- _DOCUMENT PASSAGE_

------------

NorCal Enginnovation is considering a contract for a project to supply Bay Area Automotive Solutions with 35,000 tons of machine screws annually for automobile production. NorCal Enginnovation will need an initial $4,500,000 investment in threading equipment to get the project started; the project will last for six years. The accounting department estimates that annual fixed costs will be $1,025,000 and that variable costs should be $290 per ton; accounting will depreciate the initial fixed asset investment straight-line to zero over the six-year project life. It also estimates a salvage value of $500,000 after dismantling costs. The initial investment and salvage value are accurate within +/- 8% of the initial projections. The marketing department estimates that the automakers will approve the contract at a selling price of $388 per ton. The engineering department estimates that NorCal Enginnovation will need an initial net working capital investment of $600,000, but management expects to recover their net working capital in the terminal year of the project. Consider, the units produced, sales price, variable costs, and fixed costs to be accurate within +/- 10% of the projections. Unfortunately, a cheaper line of screws that are sold by NorCal Enginnovation to Bay Area Automotive Solutions is expected to decrease by 2,500 tons annually for the length of the project. This cheaper line of screws are sold at a price of $290 per ton and has a variable cost of $210 per ton. Also consider, that the NorCal Enginnovation is offered a similar contract with CAMobility, Inc. that has an expected net present value of $1,900,000, a payback period of 4.2 years, and IRR of 18.25%, but it comes with a non-compete clause that will not allow you to pursue the contract with Bay Area Automotive Solutions. NorCal Enginnovation requires a return of 14.25 percent and faces a marginal tax rate of 21 percent on this project. Your group works in the Corporate Finance Division and have been tasked by NorCal Enginnovations VP-Capital Projects, Khalila Price, to evaluate this project. The VP would like to know the following in an executive summary:

1. Khalila Price is a little unsure about Bay Area Automotive Solutions actual machine screw requirements. So, she also wants to know the minimum level of output that you recommend, the company should not drop below under the base case scenario. (Calculate both accounting and financial break-even but recommend which of these estimates is most useful.)

------------

- _ENTRIES SUPPLIED_
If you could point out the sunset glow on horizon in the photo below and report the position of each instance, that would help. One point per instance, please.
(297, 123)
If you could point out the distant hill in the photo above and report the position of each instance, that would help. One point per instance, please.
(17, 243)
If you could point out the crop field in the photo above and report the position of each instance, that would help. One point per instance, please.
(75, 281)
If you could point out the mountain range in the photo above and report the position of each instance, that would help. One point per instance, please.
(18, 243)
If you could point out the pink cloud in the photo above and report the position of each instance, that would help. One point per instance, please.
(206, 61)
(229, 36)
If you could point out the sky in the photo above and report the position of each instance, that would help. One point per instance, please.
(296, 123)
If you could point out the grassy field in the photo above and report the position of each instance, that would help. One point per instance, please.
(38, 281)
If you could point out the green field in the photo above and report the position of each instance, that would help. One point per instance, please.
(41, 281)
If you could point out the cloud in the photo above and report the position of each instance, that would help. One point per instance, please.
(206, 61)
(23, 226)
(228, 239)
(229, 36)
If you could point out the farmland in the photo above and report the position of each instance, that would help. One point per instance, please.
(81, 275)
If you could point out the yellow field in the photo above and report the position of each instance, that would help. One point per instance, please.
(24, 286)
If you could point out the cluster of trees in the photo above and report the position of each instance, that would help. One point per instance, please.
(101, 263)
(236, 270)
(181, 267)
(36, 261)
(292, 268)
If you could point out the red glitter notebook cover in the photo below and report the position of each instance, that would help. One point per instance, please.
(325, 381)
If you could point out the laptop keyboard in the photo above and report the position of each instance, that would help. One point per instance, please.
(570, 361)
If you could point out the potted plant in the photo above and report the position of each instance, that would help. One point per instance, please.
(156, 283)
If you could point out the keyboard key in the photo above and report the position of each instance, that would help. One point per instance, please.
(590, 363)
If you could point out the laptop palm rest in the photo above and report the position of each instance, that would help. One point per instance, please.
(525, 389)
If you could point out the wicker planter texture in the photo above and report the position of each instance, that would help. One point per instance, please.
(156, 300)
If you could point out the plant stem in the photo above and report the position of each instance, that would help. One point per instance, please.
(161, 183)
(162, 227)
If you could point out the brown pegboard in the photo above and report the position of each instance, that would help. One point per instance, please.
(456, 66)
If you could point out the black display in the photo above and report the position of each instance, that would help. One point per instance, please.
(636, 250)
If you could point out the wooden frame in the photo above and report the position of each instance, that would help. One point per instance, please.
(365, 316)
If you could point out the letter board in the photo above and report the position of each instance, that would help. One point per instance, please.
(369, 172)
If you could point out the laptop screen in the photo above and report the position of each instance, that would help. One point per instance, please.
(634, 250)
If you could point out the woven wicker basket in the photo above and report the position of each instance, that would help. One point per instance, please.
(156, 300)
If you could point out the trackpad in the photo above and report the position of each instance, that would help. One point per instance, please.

------------

- _STATED GOAL A_
Answer these questions about the NorCal Enginnovation contract case:
(i) How large an initial investment in threading equipment does the project need?
(ii) At what selling price per ton does the marketing department expect the automakers to approve the contract?
(iii) What payback period does the CAMobility, Inc. contract have?
- _STATED GOAL B_
Quote word for word the part of the NorCal Enginnovation contract case that opens with the words containing "1. Khalila Price" and closes with "is most useful.)".

- _RESULT A_
(i) $4,500,000
(ii) $388 per ton
(iii) 4.2 years

- _RESULT B_
1. Khalila Price is a little unsure about Bay Area Automotive Solutions actual machine screw requirements. So, she also wants to know the minimum level of output that you recommend, the company should not drop below under the base case scenario. (Calculate both accounting and financial break-even but recommend which of these estimates is most useful.)